[ESERCIZIO A] Per favore, stampa identiche le righe dei dati in ingresso: comincia dalla riga che contiene "Where can you spot the sliced" e fermati dopo quella che contiene "column 258, row 136", includendole entrambe.

[TESTO]
Grande Karma. Vite di Carlo Coccioli
di Alessandro Raveggi, Bompiani

Inizia con un doppio incipit l’appassionante docu-romanzo che lo scrittore fiorentino Alessandro Raveggi ha dato alle stampe per Bompiani nella Collana Narratori Italiani. Quello riportato sopra è uno dei due incipit ed è all’interno del primo capitolo dal titolo “La pista dei cani”, che fa seguito a una lettera del protagonista, Enrico Capponi, alla fidanzata Dina. Invischiato tra i fantasmi di un autore di cui subisce un fascino inspiegabile, troviamo questo protagonista nel deserto messicano con una macchina a noleggio a seguire una pista dei cani. Pista che serve per arrivare a trovare l’erede reale di Carlo Coccioli in Messico, Javier, amante prima e fedele segretario dopo. Ma, pure, attraverso la strana Kabala dei nomi dei cani disseminati nei libri del grande scrittore del novecento, arrivare a trovare il grande enigma, il Grande Karma, il libro inedito e introvabile che, forse, nemmeno esiste.

[DATI IN INGRESSO]
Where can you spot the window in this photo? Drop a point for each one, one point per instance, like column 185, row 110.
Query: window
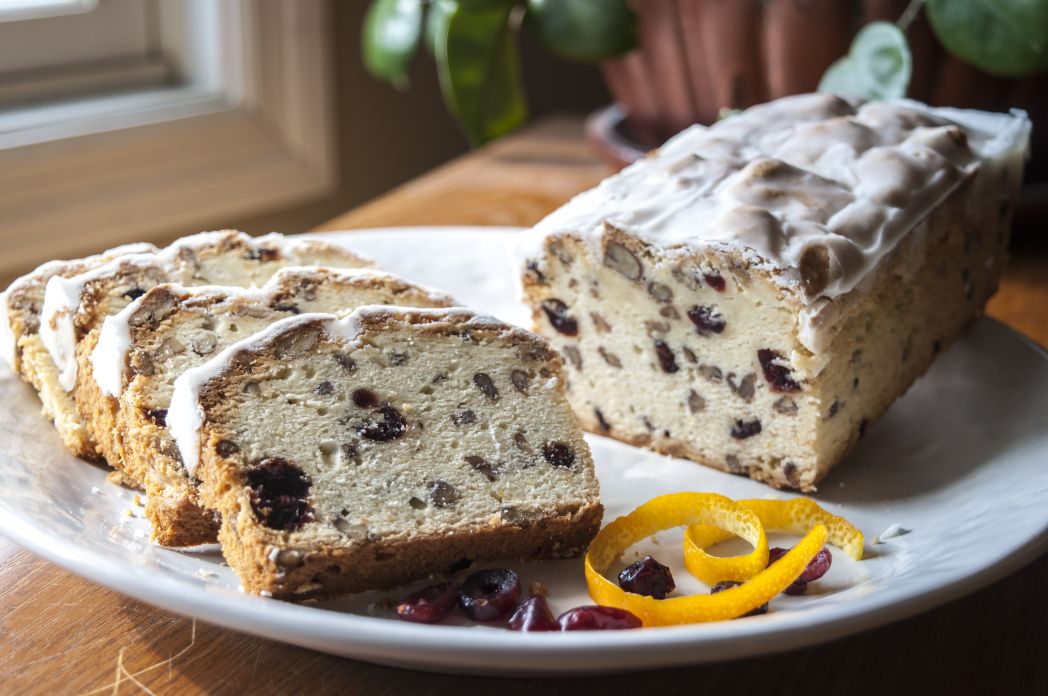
column 137, row 120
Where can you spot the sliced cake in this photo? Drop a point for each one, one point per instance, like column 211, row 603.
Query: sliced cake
column 20, row 308
column 143, row 348
column 74, row 307
column 756, row 294
column 385, row 447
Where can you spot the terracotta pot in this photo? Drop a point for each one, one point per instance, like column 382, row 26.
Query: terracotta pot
column 698, row 57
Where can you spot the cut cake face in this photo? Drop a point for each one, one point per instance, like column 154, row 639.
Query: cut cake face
column 756, row 294
column 146, row 346
column 394, row 443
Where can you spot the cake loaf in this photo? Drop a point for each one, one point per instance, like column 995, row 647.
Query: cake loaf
column 20, row 308
column 756, row 294
column 366, row 452
column 74, row 306
column 145, row 347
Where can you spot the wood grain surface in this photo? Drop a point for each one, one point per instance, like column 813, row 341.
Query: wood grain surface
column 60, row 634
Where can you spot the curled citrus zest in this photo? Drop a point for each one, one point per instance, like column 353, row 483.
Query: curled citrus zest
column 692, row 508
column 798, row 516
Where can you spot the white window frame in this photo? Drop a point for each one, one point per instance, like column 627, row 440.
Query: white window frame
column 258, row 136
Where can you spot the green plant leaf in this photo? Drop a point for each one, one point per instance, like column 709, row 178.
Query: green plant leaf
column 877, row 65
column 391, row 34
column 479, row 69
column 585, row 30
column 1005, row 38
column 437, row 15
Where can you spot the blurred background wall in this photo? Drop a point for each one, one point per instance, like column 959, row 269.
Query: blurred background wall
column 389, row 136
column 64, row 195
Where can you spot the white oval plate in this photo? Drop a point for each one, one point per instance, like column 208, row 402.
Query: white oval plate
column 961, row 462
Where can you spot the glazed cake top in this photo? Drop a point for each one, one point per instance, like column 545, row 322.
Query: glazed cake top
column 812, row 182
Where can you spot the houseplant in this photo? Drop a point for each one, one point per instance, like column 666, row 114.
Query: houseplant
column 671, row 63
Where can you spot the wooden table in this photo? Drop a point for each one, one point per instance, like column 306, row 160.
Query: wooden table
column 61, row 634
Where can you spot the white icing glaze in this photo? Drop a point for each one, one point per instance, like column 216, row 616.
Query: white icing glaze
column 186, row 416
column 62, row 303
column 62, row 300
column 109, row 359
column 109, row 356
column 802, row 172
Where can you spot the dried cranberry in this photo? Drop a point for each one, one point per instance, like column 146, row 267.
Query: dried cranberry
column 743, row 429
column 647, row 577
column 715, row 281
column 390, row 428
column 532, row 614
column 595, row 617
column 725, row 584
column 430, row 604
column 706, row 320
column 559, row 454
column 666, row 357
column 280, row 492
column 557, row 311
column 816, row 568
column 487, row 595
column 778, row 375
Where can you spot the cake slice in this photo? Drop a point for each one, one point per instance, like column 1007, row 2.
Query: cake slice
column 20, row 307
column 381, row 448
column 74, row 307
column 755, row 295
column 143, row 348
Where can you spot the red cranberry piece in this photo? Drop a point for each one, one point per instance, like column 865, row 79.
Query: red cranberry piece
column 557, row 312
column 647, row 577
column 595, row 617
column 816, row 568
column 666, row 357
column 743, row 429
column 532, row 614
column 715, row 281
column 559, row 454
column 390, row 428
column 724, row 584
column 706, row 320
column 778, row 375
column 158, row 416
column 430, row 604
column 487, row 595
column 279, row 494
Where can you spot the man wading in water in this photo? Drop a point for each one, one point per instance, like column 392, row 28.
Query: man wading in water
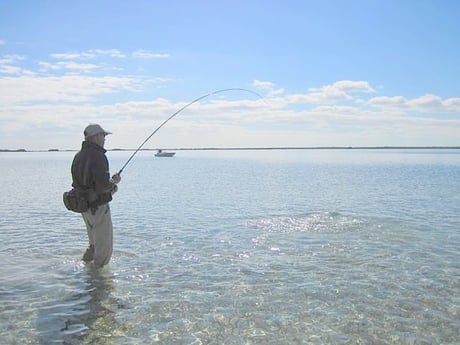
column 90, row 171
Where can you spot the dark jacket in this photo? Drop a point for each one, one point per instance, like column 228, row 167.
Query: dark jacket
column 90, row 171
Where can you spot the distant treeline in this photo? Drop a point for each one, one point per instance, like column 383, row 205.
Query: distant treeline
column 265, row 148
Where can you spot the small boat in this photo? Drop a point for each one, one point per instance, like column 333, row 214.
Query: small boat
column 161, row 153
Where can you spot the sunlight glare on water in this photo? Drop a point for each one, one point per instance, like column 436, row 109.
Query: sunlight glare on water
column 295, row 247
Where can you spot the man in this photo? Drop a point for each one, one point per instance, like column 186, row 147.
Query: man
column 90, row 171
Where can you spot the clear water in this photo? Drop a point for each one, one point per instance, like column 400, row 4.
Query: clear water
column 270, row 247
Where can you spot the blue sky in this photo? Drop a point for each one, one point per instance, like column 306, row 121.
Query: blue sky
column 346, row 73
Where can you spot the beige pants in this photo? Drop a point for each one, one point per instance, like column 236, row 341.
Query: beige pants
column 100, row 233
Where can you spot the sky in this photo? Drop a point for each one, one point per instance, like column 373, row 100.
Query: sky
column 329, row 73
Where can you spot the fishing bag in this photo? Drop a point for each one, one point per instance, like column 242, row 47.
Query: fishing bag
column 76, row 200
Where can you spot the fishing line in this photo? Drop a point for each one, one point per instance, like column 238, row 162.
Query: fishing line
column 177, row 112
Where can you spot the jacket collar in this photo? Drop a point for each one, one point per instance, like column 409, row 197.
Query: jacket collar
column 90, row 144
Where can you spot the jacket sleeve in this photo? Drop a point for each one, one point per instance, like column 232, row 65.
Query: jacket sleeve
column 101, row 175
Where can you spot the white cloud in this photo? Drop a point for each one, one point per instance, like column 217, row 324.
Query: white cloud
column 89, row 54
column 143, row 54
column 422, row 104
column 26, row 89
column 267, row 86
column 67, row 65
column 339, row 91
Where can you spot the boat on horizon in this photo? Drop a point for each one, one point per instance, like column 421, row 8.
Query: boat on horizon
column 162, row 153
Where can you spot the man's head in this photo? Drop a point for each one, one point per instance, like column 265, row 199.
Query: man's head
column 95, row 134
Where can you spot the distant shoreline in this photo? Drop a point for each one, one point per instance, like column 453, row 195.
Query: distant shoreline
column 262, row 148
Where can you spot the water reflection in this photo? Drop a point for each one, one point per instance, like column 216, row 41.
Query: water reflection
column 86, row 315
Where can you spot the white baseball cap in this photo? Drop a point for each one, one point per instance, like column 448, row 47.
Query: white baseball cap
column 94, row 129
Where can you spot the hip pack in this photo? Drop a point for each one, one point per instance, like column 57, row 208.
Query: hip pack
column 76, row 200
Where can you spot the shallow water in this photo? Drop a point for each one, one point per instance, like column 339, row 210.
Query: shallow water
column 271, row 247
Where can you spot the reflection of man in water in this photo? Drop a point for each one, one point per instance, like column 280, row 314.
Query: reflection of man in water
column 86, row 316
column 90, row 171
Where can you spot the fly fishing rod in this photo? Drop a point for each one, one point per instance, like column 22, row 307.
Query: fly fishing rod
column 177, row 112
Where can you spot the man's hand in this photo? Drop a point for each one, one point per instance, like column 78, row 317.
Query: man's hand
column 116, row 178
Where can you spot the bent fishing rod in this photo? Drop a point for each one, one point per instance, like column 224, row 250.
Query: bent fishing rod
column 177, row 112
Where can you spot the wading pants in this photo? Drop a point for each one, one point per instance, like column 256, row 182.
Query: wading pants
column 100, row 233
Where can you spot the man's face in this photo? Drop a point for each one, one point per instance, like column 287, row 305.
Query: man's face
column 100, row 139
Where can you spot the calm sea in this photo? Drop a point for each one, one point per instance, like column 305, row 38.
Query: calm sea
column 256, row 247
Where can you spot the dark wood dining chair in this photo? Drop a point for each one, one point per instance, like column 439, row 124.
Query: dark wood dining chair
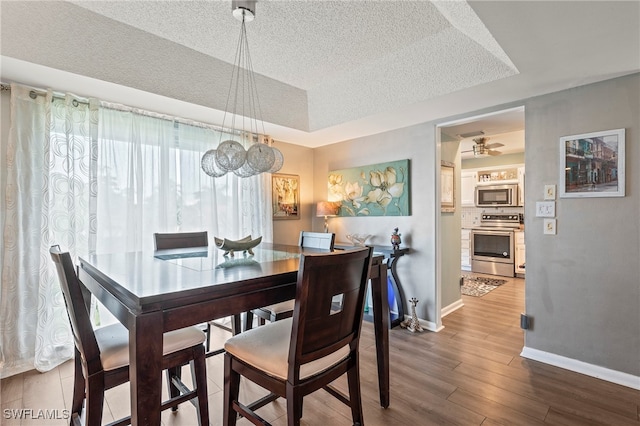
column 176, row 240
column 282, row 310
column 102, row 355
column 299, row 355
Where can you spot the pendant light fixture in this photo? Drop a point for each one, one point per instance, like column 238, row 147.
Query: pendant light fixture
column 231, row 155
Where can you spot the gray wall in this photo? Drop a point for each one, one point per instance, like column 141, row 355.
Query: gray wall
column 583, row 284
column 416, row 143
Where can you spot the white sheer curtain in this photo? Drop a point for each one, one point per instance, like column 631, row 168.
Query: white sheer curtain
column 50, row 175
column 150, row 180
column 98, row 177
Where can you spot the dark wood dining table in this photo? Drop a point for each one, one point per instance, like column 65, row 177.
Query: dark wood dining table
column 151, row 293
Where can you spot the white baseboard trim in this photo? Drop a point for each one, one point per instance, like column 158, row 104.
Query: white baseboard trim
column 613, row 376
column 427, row 325
column 451, row 308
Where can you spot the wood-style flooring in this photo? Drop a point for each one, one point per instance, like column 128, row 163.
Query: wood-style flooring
column 470, row 373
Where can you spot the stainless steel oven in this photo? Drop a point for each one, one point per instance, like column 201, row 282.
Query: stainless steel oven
column 492, row 245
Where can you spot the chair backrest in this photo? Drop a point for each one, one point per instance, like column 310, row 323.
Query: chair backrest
column 320, row 240
column 180, row 240
column 328, row 311
column 77, row 298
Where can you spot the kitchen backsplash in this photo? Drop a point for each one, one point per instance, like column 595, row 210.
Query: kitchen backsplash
column 470, row 216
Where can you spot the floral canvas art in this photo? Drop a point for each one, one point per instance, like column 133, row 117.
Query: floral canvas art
column 375, row 190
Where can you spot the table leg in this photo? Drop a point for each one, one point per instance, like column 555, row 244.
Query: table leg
column 379, row 295
column 145, row 369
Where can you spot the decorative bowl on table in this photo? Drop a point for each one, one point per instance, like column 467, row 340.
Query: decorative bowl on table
column 245, row 244
column 358, row 239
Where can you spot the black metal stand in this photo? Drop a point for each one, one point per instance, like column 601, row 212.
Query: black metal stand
column 391, row 257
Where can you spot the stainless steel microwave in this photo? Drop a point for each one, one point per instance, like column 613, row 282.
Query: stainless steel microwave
column 497, row 195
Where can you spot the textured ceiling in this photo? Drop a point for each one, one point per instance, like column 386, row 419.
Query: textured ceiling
column 328, row 70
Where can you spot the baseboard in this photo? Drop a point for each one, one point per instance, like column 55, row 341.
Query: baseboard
column 598, row 372
column 451, row 308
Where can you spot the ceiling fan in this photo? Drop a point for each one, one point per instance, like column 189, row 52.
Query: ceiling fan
column 481, row 148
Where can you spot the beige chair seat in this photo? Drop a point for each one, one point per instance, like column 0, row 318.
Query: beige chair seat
column 267, row 348
column 281, row 307
column 113, row 341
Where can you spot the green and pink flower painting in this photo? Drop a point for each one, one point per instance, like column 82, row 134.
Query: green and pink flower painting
column 375, row 190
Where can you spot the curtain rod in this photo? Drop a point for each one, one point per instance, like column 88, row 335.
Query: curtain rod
column 34, row 93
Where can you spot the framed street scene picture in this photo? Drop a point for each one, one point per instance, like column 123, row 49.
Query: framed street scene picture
column 285, row 196
column 592, row 165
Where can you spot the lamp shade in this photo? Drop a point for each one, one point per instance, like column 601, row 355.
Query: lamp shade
column 327, row 208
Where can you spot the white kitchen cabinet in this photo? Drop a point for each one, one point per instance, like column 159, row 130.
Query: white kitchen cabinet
column 520, row 252
column 468, row 180
column 521, row 187
column 465, row 249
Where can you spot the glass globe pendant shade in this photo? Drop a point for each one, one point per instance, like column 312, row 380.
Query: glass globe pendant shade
column 230, row 155
column 245, row 171
column 260, row 157
column 209, row 165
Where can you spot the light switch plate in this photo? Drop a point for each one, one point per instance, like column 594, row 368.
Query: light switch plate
column 545, row 208
column 550, row 226
column 549, row 192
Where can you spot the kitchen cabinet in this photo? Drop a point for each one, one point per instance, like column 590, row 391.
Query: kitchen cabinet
column 520, row 252
column 521, row 186
column 468, row 181
column 465, row 250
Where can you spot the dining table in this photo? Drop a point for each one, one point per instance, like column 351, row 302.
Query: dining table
column 153, row 292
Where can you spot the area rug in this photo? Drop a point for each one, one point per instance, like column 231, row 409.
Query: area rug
column 479, row 286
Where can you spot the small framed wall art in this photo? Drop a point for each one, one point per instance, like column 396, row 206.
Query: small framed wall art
column 285, row 196
column 592, row 164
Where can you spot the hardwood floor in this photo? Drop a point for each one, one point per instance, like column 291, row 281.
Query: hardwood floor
column 470, row 373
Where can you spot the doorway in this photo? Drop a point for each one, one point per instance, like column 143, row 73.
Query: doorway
column 482, row 148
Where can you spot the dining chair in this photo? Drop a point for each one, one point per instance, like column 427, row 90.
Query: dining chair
column 282, row 310
column 176, row 240
column 296, row 356
column 102, row 355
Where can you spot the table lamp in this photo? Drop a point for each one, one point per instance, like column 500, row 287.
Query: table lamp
column 327, row 209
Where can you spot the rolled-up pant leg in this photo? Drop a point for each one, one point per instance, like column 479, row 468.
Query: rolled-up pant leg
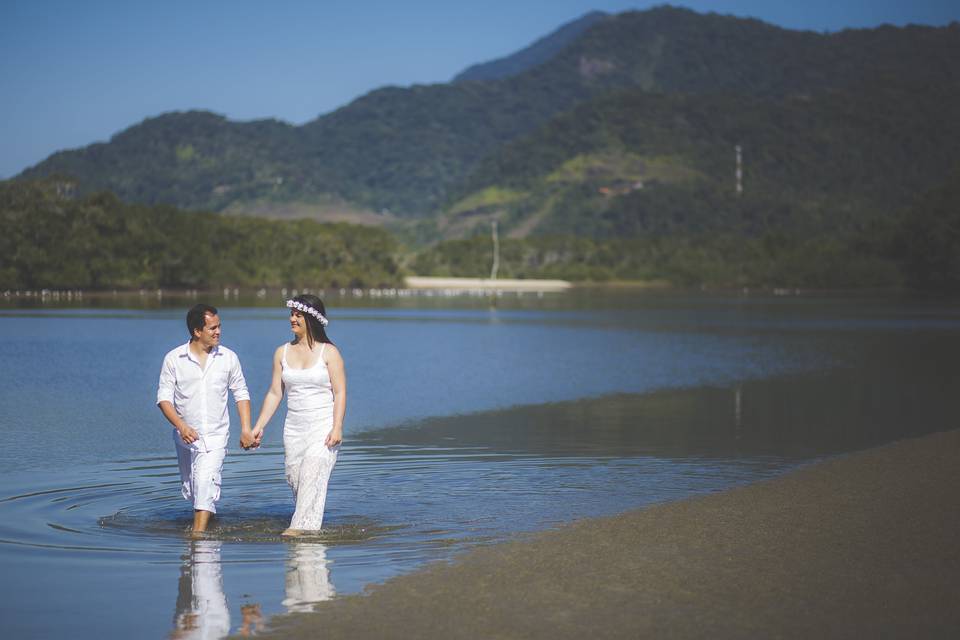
column 200, row 473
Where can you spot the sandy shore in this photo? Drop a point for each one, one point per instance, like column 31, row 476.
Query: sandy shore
column 859, row 546
column 485, row 284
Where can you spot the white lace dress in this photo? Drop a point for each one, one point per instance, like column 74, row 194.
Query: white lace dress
column 308, row 460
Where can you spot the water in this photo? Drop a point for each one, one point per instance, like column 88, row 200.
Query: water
column 465, row 426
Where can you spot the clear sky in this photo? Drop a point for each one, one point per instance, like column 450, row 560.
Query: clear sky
column 74, row 72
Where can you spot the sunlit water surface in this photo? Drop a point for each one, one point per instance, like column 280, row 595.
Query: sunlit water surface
column 466, row 425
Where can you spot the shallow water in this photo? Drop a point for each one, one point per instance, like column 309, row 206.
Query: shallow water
column 466, row 425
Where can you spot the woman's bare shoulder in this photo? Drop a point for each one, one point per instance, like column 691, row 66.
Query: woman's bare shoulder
column 331, row 352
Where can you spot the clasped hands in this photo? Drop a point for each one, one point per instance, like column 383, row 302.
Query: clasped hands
column 250, row 438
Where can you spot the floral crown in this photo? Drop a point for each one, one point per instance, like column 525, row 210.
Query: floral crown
column 303, row 308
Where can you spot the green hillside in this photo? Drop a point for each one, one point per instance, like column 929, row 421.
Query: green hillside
column 635, row 163
column 53, row 239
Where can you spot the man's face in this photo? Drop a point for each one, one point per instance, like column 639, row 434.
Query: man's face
column 209, row 336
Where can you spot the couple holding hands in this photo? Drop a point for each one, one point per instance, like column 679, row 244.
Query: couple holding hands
column 192, row 395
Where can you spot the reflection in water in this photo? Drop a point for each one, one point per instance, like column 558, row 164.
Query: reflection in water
column 201, row 604
column 308, row 578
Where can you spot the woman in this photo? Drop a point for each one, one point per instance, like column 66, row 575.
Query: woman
column 309, row 368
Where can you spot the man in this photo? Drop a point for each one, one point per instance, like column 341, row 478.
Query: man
column 192, row 395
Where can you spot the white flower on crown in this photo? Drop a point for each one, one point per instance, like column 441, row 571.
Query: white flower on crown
column 303, row 308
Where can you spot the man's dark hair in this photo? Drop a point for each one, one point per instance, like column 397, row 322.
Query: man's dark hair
column 197, row 317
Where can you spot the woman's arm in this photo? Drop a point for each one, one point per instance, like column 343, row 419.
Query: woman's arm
column 271, row 400
column 338, row 380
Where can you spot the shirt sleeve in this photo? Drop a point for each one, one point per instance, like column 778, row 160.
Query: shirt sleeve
column 168, row 380
column 238, row 385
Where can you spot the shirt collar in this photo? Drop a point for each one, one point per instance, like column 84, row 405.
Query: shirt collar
column 189, row 354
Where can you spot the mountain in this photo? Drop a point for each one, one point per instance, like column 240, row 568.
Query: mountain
column 420, row 150
column 537, row 53
column 634, row 163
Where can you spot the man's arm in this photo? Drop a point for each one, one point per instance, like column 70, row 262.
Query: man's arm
column 168, row 381
column 238, row 386
column 187, row 433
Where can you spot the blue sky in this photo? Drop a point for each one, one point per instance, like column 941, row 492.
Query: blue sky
column 73, row 73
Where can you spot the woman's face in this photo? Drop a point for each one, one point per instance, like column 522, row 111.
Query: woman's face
column 298, row 324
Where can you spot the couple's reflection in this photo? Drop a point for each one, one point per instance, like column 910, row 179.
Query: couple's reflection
column 308, row 577
column 202, row 610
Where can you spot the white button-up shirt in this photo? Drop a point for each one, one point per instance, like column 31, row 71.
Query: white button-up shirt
column 199, row 396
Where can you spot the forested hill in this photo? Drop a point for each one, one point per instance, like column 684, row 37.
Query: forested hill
column 537, row 53
column 414, row 150
column 634, row 163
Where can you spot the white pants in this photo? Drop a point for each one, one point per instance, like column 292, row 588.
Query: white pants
column 199, row 474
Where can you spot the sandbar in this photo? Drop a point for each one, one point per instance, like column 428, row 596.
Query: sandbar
column 862, row 545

[ESERCIZIO B] Per ciascuna affermazione indica se concorda con il testo, rispondendo sì o no e citando alla lettera le parole del testo che lo stabiliscono. (i) Enrico Capponi si trova nel deserto messicano con un'auto a noleggio. (ii) Il primo capitolo si intitola "Grande Karma". (iii) Javier è stato prima segretario e poi amante di Carlo Coccioli.

[SOLUZIONE SCRITTA A]
Where can you spot the sliced cake in this photo? Drop a point for each one, one point per instance, like column 211, row 603.
Query: sliced cake
column 20, row 308
column 143, row 348
column 74, row 307
column 756, row 294
column 385, row 447
Where can you spot the terracotta pot in this photo? Drop a point for each one, one point per instance, like column 382, row 26.
Query: terracotta pot
column 698, row 57
Where can you spot the cut cake face in this photo? Drop a point for each one, one point per instance, like column 154, row 639.
Query: cut cake face
column 756, row 294
column 146, row 346
column 394, row 443
Where can you spot the cake loaf in this photo? Drop a point for each one, one point per instance, like column 995, row 647.
Query: cake loaf
column 20, row 308
column 756, row 294
column 366, row 452
column 74, row 306
column 145, row 347
Where can you spot the wood grain surface in this photo? Drop a point for each one, one point per instance, like column 813, row 341.
Query: wood grain surface
column 60, row 634
Where can you spot the curled citrus zest in this photo? Drop a point for each one, one point per instance, like column 353, row 483.
Query: curled citrus zest
column 692, row 508
column 798, row 516
Where can you spot the white window frame in this photo? Drop a point for each one, one point per instance, like column 627, row 440.
Query: white window frame
column 258, row 136

[SOLUZIONE SCRITTA B]
(i) Sì: "troviamo questo protagonista nel deserto messicano con una macchina a noleggio".
(ii) No: "primo capitolo dal titolo “La pista dei cani”".
(iii) No: "amante prima e fedele segretario dopo".